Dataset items

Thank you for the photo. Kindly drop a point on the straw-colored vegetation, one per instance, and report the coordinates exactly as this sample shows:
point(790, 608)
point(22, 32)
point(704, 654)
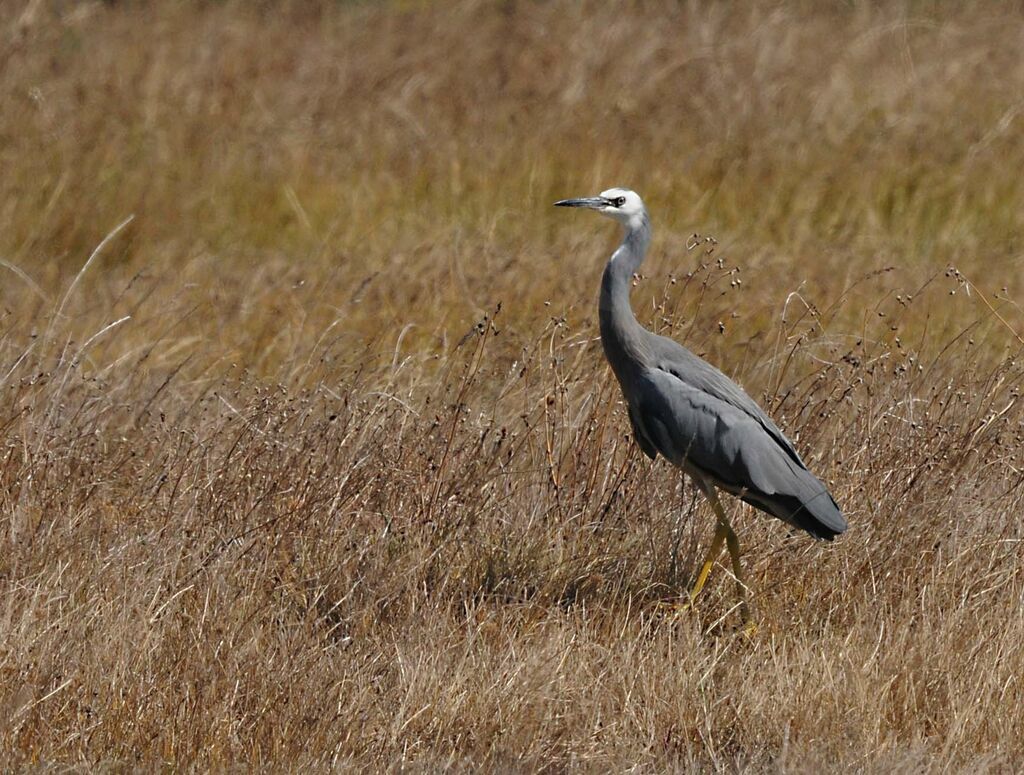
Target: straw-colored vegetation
point(316, 461)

(Objective): Repeat each line of the entries above word for word, omitting the pictures.

(Output for this exercise):
Thank you for the photo. Kindly drop a point on the straw-colored vegetation, one per instance, and report the coordinates exactly as this sample shows:
point(790, 608)
point(22, 32)
point(704, 654)
Target: straw-colored vegetation
point(316, 461)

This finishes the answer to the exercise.